> [Instruction 1]: Summarize the forum thread in two sentences.
> [Instruction 2]: Write out the stretch of the forum thread from "## Biffo (Mar" through "(May 13, 2016)", substituting "hymns" for "prayers".
> [Instruction 3]:
Answer these questions about the forum thread.
(a) What is the disused church in Banon used as now?
(b) Which years appear in the title of the Jordi Savall album Granada?
(c) What is said about Esther Lamandier's discography?
═══ Document segment ═══
# Medieval, Arabic vocal music



## mcallerton (Mar 4, 2018)

I was in a disused church in Banon (Provence), now an art gallery. There were only two other visitors (and a small dog). One of the visitors, a young woman, stood in front of the altar and sang. It was spellbinding. She said it was 'ancient Arabic, Mediterranean'. I would love to hear similar music but I don't know where to start looking. 

I made a recording on my phone, which is quite good quality probably due to the amazing acoustics. I tried to upload it to this site but can't. I can email it separately I expect. 

Can anyone help me find out more about what this type of music?

Thank you


----------



## Biffo (Mar 7, 2016)

Jordi Savall has made several albums of music from the medieval Mediterranean world. Granada (1013-1502) contains Christian, Islamic and Sephardic Jewish songs, prayers and poems - https://smile.amazon.co.uk/Granada-...8&qid=1520182276&sr=1-4&keywords=jordi+savall

He has also made an album of wider Medterranean repertoire called 'Mare Nostrum' but I haven't heard it.


----------



## Marinera (May 13, 2016)

Esther Lamandier. Discography's out of print though. Mostly second-hand cds.






La Roza Enflorese - several albums of the sephardic music.






Savall was mentioned already.. I second Mare Nostrum and I would also add Pro Pacem, but really all his discography is the goldmine of this type of music.

Sephardic Journey - Wanderings Of The Spanish Jews by Apollo's Fire


----------



## walkingonair (Mar 18, 2018)

These are wonderful! I have never heard anything like this.


----------
═══ Dataset rows ═══
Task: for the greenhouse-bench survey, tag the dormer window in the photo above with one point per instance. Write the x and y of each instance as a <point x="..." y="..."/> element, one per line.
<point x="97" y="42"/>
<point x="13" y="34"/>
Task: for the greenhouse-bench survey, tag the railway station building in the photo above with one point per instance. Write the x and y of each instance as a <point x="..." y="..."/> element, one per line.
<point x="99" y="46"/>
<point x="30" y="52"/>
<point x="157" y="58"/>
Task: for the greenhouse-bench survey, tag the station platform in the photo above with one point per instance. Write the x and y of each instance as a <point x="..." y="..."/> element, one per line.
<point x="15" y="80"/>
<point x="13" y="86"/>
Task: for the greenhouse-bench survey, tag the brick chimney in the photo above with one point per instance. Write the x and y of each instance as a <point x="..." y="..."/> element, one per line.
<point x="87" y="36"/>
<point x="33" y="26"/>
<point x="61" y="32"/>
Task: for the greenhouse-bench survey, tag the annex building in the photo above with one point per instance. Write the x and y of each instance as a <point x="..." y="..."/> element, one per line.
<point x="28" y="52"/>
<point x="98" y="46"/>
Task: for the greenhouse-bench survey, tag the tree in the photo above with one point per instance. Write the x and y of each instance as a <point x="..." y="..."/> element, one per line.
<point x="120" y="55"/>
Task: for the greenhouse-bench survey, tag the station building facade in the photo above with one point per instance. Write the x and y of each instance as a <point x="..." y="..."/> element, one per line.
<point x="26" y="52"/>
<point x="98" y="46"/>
═══
> [Worked answer 1]: At a disused church in Banon, Provence, that is now an art gallery, the poster heard a young woman sing what she called "ancient Arabic, Mediterranean" music and asked where to find similar music. Replies recommended Jordi Savall's albums, such as Granada (1013-1502), Mare Nostrum and Pro Pacem, along with Esther Lamandier, La Roza Enflorese, and Sephardic Journey by Apollo's Fire.

> [Worked answer 2]:
## Biffo (Mar 7, 2016)

Jordi Savall has made several albums of music from the medieval Mediterranean world. Granada (1013-1502) contains Christian, Islamic and Sephardic Jewish songs, hymns and poems - https://smile.amazon.co.uk/Granada-...8&qid=1520182276&sr=1-4&keywords=jordi+savall

He has also made an album of wider Medterranean repertoire called 'Mare Nostrum' but I haven't heard it.


----------



## Marinera (May 13, 2016)

> [Worked answer 3]:
(a) An art gallery.
(b) 1013-1502.
(c) It is out of print, and it is mostly available as second-hand CDs.